▶ _Задание_
В каких формах встречается слово «поле» в тексте о независимости поля? Назовите каждую форму по одному разу.

▶ _Показанный текст_
============================================================

Таким образом могут оказаться в опасности, достижения, ставшие возможными благодаря независимости поля и его способности сопротивляться светскому спросу, символом которого в настоящее время является рейтинг, и против которого выступали писатели прошлого века, восставая против идеи того, что искусство (можно то же самое сказать и о науке) может подчиняться вердикту всеобщего голосования. Против этой угрозы существует две возможных стратегии, более или менее часто встречающихся в зависимости от поля и степени его независимости: строго ограничить пространство поля и попытаться восстановить границы, поставленные под угрозу вмешательством журналистского способа мышления и действия; либо попытаться выйти из башни слоновой кости (по примеру Золя), чтобы навязать вовне ценности, рожденные в этом затворничестве, и использовать все доступные как внутри специализированных полей, так и за их пределами, в том числе и в самом журналистском поле, средства с целью навязать внешнему миру достижения, ставшие возможными благодаря независимости.

============================================================

▶ _Фрагменты данных_
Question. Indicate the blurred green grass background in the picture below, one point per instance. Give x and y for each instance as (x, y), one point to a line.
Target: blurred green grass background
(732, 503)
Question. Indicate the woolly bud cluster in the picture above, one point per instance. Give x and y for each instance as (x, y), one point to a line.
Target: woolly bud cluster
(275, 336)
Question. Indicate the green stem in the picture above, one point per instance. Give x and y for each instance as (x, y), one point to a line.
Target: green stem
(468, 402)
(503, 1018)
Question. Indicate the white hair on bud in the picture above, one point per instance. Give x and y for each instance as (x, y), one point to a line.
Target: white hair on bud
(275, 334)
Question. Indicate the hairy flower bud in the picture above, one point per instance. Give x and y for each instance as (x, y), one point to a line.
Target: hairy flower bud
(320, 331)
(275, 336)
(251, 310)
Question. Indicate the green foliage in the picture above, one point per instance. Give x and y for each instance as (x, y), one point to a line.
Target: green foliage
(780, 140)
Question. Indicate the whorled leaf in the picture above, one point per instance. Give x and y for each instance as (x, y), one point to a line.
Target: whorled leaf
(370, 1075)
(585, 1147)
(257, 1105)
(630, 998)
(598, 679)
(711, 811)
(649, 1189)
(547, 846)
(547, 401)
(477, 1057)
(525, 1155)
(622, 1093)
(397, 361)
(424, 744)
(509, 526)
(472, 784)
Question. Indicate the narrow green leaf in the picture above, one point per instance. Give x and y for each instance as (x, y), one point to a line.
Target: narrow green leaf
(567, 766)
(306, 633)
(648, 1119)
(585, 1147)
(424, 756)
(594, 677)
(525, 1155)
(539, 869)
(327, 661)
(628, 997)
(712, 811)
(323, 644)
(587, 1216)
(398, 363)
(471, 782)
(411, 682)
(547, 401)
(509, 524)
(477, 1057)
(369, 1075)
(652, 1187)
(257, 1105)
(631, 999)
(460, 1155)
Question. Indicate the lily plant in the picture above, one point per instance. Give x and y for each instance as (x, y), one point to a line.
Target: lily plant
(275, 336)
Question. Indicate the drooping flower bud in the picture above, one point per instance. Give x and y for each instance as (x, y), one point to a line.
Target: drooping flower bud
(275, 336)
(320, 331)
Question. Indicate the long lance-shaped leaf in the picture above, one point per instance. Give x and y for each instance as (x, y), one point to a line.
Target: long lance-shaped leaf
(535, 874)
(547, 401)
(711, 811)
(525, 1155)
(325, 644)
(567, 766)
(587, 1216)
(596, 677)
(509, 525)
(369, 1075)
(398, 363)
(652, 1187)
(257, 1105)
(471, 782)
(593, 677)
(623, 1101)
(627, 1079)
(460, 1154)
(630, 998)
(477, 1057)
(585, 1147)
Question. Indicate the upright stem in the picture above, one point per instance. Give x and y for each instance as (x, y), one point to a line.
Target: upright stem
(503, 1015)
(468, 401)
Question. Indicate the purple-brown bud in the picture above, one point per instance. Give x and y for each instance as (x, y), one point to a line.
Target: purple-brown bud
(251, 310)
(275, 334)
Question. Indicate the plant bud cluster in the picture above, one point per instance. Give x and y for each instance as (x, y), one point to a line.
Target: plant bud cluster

============================================================

▶ _Письменный ответ_
«поля», «полей», «поле»